*** Opening of TEXT UNDER STUDY ***

The Groningen Protocol, introduced in Holland in 2005, was devised to create a standard for doctors who had families that wanted to end the suffering of sick newborns for humanitarian reasons. It outlined parameters to help identify situations in which euthanasia is warranted and wouldn't land anyone in jail.
The ethical concern - and it was controversial - was that this was a 'slippery slope' to broader euthanasia, the way abortion is often used in some countries to prevent sick children from being born at all. In a recent piece, NBC noted that 11,000 American babies die the same day they are born, a rate worse than in countries like Egypt, Turkey and Cuba(1), but that claim leaves out that American medical culture is about saving lives, even those babies with poor chances. Cuba has cholera epidemics but people claim their infant mortality rate means they have better health care, which is obvious spin - they're simply having babies go to term that are sure to be healthier, a cynical approach American medicine does not take. Yet.
In the UK, where nationalized health care has made death pathways a routine practice, you have stories where a hospital refuses to help a premature baby. That doesn't happen in America. But Save The Children, where NBC got the data for its rather flawed advocacy piece, makes it seem like that because doctors try to save babies and fail, our health system is to blame.
Some worried there would be outrage about a euthanasia protocol but I worried about the opposite - that it wouldn't be a concern at all; while American medical culture of the past idealized the 'maverick' doctor standing up to administrators (and then insurance companies), with the government increasingly controlling health care, a new generation of doctors was brought up in a 'teach to the protocol' environment. Once a protocol is established, that's it, you follow it or you don't get paid and you will get a date in federal court.
Instead of there being outrage, ethicists started proposing ways it was fine - they had no problem calling it infanticide. Oddly, both sides of the culture debate use the same argument in euthanasia for infants they used for abortion - minorities and the poor will be impacted most. Abortion proponents said unwanted pregnancy impacted poor and minority women the most while opponents said it was going to be population control; people who were not wealthy would be more encouraged to exercise that choice. The demographic of women most likely to give birth to babies with defects became part of the culture war and would likely do so in this new front also.

*** Close of TEXT UNDER STUDY ***
*** Opening of MATERIAL PROVIDED ***

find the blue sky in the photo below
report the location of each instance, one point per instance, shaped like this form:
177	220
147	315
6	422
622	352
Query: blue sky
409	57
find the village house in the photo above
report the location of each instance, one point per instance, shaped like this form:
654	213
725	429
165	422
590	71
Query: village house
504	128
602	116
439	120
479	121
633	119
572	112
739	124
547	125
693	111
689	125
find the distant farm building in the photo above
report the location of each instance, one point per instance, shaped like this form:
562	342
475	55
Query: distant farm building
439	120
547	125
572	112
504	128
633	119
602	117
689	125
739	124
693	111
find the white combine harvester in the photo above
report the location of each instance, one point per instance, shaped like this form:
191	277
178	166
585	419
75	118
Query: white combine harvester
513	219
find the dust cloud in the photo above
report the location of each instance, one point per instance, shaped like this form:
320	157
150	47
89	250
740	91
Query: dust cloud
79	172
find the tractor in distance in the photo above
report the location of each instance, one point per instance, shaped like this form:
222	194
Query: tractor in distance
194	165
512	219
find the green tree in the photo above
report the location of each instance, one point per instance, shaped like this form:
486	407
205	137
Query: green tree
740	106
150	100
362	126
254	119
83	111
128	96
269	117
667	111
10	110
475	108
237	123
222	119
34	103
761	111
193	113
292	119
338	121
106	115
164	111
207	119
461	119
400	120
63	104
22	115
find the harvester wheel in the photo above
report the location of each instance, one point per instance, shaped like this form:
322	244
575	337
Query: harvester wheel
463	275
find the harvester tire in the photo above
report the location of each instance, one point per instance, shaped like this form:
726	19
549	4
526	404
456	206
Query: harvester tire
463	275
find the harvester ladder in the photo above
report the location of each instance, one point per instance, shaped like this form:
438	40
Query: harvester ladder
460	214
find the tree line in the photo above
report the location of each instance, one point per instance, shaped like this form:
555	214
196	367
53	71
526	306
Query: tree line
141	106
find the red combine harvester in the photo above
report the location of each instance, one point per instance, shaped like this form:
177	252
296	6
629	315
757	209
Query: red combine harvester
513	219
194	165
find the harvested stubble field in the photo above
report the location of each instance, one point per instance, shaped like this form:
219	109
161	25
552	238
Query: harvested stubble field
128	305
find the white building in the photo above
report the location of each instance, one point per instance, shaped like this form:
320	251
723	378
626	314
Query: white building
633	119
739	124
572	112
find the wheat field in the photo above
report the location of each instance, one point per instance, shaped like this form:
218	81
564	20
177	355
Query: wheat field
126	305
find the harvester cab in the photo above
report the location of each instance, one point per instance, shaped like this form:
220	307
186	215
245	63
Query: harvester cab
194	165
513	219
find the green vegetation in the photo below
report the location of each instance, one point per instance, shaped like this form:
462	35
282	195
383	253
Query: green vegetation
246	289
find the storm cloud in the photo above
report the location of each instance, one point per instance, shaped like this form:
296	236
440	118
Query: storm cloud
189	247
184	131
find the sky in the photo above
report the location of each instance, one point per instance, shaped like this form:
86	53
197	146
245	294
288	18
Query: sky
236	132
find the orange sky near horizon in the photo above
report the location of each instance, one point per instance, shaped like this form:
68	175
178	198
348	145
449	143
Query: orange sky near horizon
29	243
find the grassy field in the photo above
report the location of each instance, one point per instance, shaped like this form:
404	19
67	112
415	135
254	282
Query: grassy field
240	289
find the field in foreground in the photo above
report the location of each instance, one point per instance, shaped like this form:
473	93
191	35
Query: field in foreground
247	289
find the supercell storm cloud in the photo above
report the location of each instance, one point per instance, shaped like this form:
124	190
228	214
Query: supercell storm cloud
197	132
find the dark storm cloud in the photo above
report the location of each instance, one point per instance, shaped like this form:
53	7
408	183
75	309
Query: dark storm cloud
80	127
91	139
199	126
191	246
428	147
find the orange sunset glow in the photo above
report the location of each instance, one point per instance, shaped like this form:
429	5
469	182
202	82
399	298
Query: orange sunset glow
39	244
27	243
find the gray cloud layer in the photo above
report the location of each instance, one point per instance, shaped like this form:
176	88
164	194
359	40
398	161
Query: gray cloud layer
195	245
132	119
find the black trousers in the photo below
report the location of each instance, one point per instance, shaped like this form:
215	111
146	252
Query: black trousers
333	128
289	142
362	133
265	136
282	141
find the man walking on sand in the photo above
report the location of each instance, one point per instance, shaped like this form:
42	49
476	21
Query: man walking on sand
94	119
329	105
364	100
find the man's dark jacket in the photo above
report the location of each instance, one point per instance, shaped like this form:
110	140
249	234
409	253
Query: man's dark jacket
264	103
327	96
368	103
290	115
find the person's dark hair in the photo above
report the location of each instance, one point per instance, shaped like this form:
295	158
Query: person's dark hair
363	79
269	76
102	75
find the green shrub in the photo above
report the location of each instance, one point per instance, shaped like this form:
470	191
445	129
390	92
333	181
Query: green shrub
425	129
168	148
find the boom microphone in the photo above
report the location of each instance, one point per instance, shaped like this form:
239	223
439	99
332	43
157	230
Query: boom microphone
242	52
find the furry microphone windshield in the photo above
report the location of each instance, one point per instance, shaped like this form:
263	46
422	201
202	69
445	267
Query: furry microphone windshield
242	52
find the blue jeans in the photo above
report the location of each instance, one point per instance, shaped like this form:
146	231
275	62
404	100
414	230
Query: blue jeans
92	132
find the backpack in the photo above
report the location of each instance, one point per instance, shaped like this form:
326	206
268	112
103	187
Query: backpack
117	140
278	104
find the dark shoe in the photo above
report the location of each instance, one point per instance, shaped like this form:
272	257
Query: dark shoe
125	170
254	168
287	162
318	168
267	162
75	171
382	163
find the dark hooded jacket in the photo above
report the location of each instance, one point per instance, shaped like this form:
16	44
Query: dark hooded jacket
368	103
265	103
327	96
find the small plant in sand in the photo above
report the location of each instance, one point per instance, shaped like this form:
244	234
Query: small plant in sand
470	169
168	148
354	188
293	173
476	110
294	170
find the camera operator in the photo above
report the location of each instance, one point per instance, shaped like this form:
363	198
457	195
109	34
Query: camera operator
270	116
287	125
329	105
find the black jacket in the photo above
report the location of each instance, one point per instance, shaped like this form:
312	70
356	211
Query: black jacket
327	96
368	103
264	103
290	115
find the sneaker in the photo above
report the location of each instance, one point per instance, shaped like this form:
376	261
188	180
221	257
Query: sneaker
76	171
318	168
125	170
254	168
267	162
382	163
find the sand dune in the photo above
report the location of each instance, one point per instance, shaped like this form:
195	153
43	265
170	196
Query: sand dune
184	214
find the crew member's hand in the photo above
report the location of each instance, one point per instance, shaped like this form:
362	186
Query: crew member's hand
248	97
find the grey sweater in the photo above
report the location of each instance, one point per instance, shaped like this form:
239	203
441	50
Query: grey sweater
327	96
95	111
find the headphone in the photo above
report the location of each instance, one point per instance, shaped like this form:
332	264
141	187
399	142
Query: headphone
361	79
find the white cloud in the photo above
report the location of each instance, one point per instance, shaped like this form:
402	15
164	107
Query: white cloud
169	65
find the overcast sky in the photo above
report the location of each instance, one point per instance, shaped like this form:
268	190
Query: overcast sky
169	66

*** Close of MATERIAL PROVIDED ***

**EXERCISE TASKS**
**a.** According to the Groningen Protocol piece, where did NBC get the data for its report on American newborn deaths?
**b.** Repeat the Groningen Protocol piece word for word from "The ethical concern" to "not take. Yet.".
Answer from the Groningen Protocol piece alone, not from the rows.

**RESULTS OF THE TASKS**
**a.** From Save The Children.

**b.**
The ethical concern - and it was controversial - was that this was a 'slippery slope' to broader euthanasia, the way abortion is often used in some countries to prevent sick children from being born at all. In a recent piece, NBC noted that 11,000 American babies die the same day they are born, a rate worse than in countries like Egypt, Turkey and Cuba(1), but that claim leaves out that American medical culture is about saving lives, even those babies with poor chances. Cuba has cholera epidemics but people claim their infant mortality rate means they have better health care, which is obvious spin - they're simply having babies go to term that are sure to be healthier, a cynical approach American medicine does not take. Yet.